* Short problem: Reproduce every line of the material from the line containing "Expected: one point per instance of the balcony, reported" through the end of the material, both ends included. Shift each coordinate in that part by adding 18 to every number.

···

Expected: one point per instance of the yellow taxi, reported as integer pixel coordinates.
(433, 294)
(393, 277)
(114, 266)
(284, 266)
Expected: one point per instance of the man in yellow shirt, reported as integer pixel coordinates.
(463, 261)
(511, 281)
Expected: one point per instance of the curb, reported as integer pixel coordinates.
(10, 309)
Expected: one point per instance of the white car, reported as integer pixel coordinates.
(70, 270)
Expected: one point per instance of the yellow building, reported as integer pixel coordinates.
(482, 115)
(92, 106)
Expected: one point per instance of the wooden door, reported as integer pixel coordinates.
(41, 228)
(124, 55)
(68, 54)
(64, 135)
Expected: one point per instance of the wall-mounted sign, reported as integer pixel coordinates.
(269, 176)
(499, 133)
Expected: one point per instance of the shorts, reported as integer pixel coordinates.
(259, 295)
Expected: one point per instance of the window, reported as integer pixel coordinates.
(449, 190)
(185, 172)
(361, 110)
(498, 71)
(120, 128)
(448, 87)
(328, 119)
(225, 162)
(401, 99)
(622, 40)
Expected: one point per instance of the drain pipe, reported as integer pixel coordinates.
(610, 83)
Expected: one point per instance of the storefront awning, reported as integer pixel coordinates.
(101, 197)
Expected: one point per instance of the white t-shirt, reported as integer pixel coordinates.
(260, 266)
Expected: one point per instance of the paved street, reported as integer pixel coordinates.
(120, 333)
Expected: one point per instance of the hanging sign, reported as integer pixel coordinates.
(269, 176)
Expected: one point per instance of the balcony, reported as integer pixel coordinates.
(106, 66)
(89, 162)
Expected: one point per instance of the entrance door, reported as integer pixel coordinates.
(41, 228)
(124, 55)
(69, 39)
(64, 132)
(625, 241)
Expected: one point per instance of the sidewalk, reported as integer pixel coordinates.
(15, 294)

···

* Task answer:
Expected: one point per instance of the balcony, reported as integer pixel coordinates.
(124, 84)
(107, 180)
Expected: one point per instance of the entrance door, reported as integer pixel coordinates.
(59, 246)
(142, 73)
(87, 57)
(82, 150)
(643, 259)
Expected: one point per instance of the sidewalk, reported as integer pixel coordinates.
(33, 312)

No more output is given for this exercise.